(Records for location labeling)
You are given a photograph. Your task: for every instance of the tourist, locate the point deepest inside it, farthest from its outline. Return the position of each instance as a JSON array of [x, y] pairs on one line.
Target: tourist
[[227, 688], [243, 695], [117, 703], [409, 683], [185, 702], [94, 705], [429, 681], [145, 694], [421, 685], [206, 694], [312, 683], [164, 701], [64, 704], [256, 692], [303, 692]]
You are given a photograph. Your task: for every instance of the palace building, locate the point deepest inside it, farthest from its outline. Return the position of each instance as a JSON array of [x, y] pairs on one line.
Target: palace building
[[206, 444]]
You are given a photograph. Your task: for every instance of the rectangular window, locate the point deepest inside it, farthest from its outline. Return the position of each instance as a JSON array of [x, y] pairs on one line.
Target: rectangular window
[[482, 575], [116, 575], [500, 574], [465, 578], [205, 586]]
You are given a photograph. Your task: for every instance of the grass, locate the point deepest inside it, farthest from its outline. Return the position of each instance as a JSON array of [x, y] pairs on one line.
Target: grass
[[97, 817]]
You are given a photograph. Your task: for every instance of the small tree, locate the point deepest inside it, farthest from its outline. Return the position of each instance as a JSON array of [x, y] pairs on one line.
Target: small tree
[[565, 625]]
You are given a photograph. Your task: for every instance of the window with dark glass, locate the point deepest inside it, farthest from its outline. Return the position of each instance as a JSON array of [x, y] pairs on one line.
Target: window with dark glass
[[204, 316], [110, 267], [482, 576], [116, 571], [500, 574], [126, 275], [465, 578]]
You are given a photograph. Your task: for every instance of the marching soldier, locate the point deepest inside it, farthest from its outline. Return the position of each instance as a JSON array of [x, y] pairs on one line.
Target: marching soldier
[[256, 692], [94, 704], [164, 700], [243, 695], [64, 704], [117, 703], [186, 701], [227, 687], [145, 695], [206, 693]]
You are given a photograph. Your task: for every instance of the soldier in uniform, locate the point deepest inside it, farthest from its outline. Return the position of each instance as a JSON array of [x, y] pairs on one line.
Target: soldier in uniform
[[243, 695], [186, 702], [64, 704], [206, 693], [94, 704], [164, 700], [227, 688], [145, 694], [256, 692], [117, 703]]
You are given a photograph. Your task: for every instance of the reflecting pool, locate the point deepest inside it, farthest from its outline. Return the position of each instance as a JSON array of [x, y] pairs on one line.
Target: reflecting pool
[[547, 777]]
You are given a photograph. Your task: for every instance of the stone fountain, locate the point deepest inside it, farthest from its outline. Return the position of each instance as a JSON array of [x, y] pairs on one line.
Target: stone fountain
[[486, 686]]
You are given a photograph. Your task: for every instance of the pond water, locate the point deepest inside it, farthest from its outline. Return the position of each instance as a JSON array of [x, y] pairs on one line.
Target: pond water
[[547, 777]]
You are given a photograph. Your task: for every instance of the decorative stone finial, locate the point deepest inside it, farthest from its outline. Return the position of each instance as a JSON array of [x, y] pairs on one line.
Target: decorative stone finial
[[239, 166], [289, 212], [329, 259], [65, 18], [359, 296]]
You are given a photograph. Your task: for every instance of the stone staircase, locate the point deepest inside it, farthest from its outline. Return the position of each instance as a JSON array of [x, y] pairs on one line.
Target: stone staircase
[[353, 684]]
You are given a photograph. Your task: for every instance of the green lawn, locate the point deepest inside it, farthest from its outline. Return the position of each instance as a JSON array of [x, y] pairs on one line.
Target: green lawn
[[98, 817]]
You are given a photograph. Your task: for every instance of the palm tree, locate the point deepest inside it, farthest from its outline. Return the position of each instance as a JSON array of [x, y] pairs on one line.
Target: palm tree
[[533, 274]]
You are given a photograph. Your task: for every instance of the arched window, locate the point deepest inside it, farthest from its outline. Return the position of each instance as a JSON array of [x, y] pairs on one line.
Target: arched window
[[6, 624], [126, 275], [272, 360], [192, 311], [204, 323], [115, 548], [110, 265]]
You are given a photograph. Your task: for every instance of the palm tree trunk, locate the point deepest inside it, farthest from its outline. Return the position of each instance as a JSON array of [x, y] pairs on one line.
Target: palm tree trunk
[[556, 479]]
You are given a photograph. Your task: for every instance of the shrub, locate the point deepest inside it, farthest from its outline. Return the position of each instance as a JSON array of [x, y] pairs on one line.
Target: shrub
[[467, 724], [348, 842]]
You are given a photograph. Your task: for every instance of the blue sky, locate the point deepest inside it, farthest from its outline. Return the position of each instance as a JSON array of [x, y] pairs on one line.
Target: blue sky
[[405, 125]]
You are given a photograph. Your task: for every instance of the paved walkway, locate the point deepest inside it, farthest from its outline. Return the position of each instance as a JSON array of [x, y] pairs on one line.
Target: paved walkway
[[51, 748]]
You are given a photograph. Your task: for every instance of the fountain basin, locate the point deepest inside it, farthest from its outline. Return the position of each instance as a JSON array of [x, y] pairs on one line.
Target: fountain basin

**What you have to do**
Could you render every line of the records above as a Markdown table, skipping blank lines, with the row number in a column headed "No." and the line itself in a column headed "Text"?

**The solution**
| No. | Text |
|---|---|
| 1 | You are given a photograph. Your task: for every instance of the tourist, locate the point deepest inside it, farthest from its outline. Return the position of each instance as a JSON array of [x, y] pairs on one line. |
| 2 | Target: tourist |
| 3 | [[227, 688], [243, 695], [117, 703], [409, 683], [185, 702], [94, 705], [429, 681], [145, 694], [421, 685], [206, 694], [312, 683], [164, 701], [64, 704], [256, 692], [303, 692]] |
| 4 | You are given a photograph. Your task: for every instance of the palace building, locate the point deepest inside it, farthest from its outline. Return the position of each instance as a JSON array of [x, y] pairs on one line. |
| 5 | Target: palace building |
| 6 | [[206, 444]] |
| 7 | You are given a photograph. Your task: for every instance of the rectangular window, locate the point deepest inside it, farthest from its outline. Return the position of each instance as a JSON array of [x, y] pairs on one line. |
| 8 | Target: rectangular window |
| 9 | [[482, 575], [116, 575], [500, 574], [465, 578], [205, 586]] |
| 10 | You are given a photograph. Your task: for every instance of the grass, locate the point deepest inside it, farthest from its outline. Return the position of each instance as a JSON array of [x, y] pairs on one line. |
| 11 | Target: grass |
| 12 | [[97, 817]] |
| 13 | You are given a photograph. Your task: for every instance of the small tree, locate the point deepest inside it, farthest from its outline. Return the position of each instance as a JSON array of [x, y] pairs on one line. |
| 14 | Target: small tree |
| 15 | [[565, 625]] |
| 16 | You are given a photograph. Your task: for every instance of the window with dark glass, locate the point deepest inside it, farthest from its outline. Return the position of each instance as a JSON array of [x, y] pairs on one line. |
| 17 | Target: window with dark glass |
| 18 | [[204, 316], [110, 267], [482, 576], [116, 571], [500, 574], [126, 275], [465, 578]] |
| 19 | You are given a photograph. Your task: for every instance of the marching soldier, locate the point deepest inside it, farthest from its outline. Return the position of each instance as a JSON array of [x, y] pairs on one line. |
| 20 | Target: marching soldier |
| 21 | [[256, 692], [94, 704], [164, 700], [243, 695], [64, 704], [117, 703], [186, 701], [227, 687], [145, 695], [206, 693]] |
| 22 | You are given a photograph. Your task: for every instance of the soldier in uniform, locate the point deepest inside it, farthest from its outline. Return the position of each instance as a JSON array of [x, y] pairs on one line. |
| 23 | Target: soldier in uniform |
| 24 | [[243, 695], [186, 702], [64, 704], [206, 693], [94, 704], [164, 700], [227, 688], [145, 694], [256, 692], [117, 703]] |
| 25 | You are given a photograph. Your task: for every instance of the reflecting pool, locate the point deepest inside it, farthest from its outline. Return the position of each instance as a JSON array of [x, y] pairs on one line. |
| 26 | Target: reflecting pool |
| 27 | [[547, 777]] |
| 28 | You are given a photograph. Your task: for every instance of the stone fountain, locate the point deepest inside it, farthest from its outline. Return the position of each instance as a JSON array of [x, y] pairs on one line. |
| 29 | Target: stone fountain |
| 30 | [[486, 686]] |
| 31 | You are given a photograph. Your task: for every instance of the pond water, locate the point deepest inside it, farthest from its outline. Return the position of each instance as a JSON array of [x, y] pairs on one line. |
| 32 | Target: pond water |
| 33 | [[547, 777]] |
| 34 | You are given a photograph. Your task: for every instance of the decorative stone finial, locate the point deepest inside it, farthest from its outline. Return the position of each instance as a JSON array of [x, y] pairs on one line. |
| 35 | Target: decorative stone finial |
| 36 | [[239, 166], [289, 212], [329, 259], [65, 18], [359, 296]] |
| 37 | You are given a photograph. Your task: for every instance of the stone staircase, locate the point deepest inside it, farthest from its outline. Return the position of each instance as a JSON array of [x, y] pairs on one line. |
| 38 | Target: stone staircase |
| 39 | [[353, 684]] |
| 40 | You are given a photograph. Your task: for every instance of the green lawn, locate the point deepest inside it, farthest from its outline. Return the position of each instance as a JSON array of [x, y] pairs on one line. |
| 41 | Target: green lawn |
| 42 | [[98, 817]] |
| 43 | You are given a photograph. Your task: for every instance of the palm tree, locate the point deepest inside it, farthest from its outline. Return the position of each instance as a JSON array of [x, y] pairs on one line. |
| 44 | Target: palm tree |
| 45 | [[533, 274]] |
| 46 | You are given a photograph. Your task: for every instance of the arched window, locate the point deepest inside it, farthest from its outline. Return the position of each instance as a JSON array of [x, y] pairs on one line. |
| 47 | Target: arched window |
| 48 | [[6, 624], [126, 275], [272, 360], [192, 311], [204, 323], [115, 548], [110, 265]] |
| 49 | You are given a photograph. Your task: for every instance of the palm tree trunk, locate the point deepest inside it, farthest from its outline. Return the position of each instance as a JSON array of [x, y] pairs on one line. |
| 50 | Target: palm tree trunk |
| 51 | [[556, 479]] |
| 52 | You are given a photograph. Your task: for every instance of the shrub, locate the point deepest inside it, farthest from its outline. Return the position of each instance as a JSON array of [x, y] pairs on one line. |
| 53 | Target: shrub |
| 54 | [[467, 724], [348, 842]] |
| 55 | You are given a photograph. Your task: for every instance of the blue sky, locate the point deepest inside it, farthest from its outline. Return the position of each instance as a JSON array of [x, y] pairs on one line. |
| 56 | Target: blue sky |
| 57 | [[405, 125]] |
| 58 | You are given a photograph. Your task: for every instance of the paved walkway, locate the point deepest inside it, farthest from its outline. Return the position of each instance as a JSON array of [x, y] pairs on one line. |
| 59 | Target: paved walkway |
| 60 | [[51, 748]] |
| 61 | You are given a photograph. Your task: for every instance of the fountain basin, locate the point deepest inside it, farthest from its outline. Return the position of each instance as a JSON array of [x, y] pairs on one line. |
| 62 | Target: fountain basin |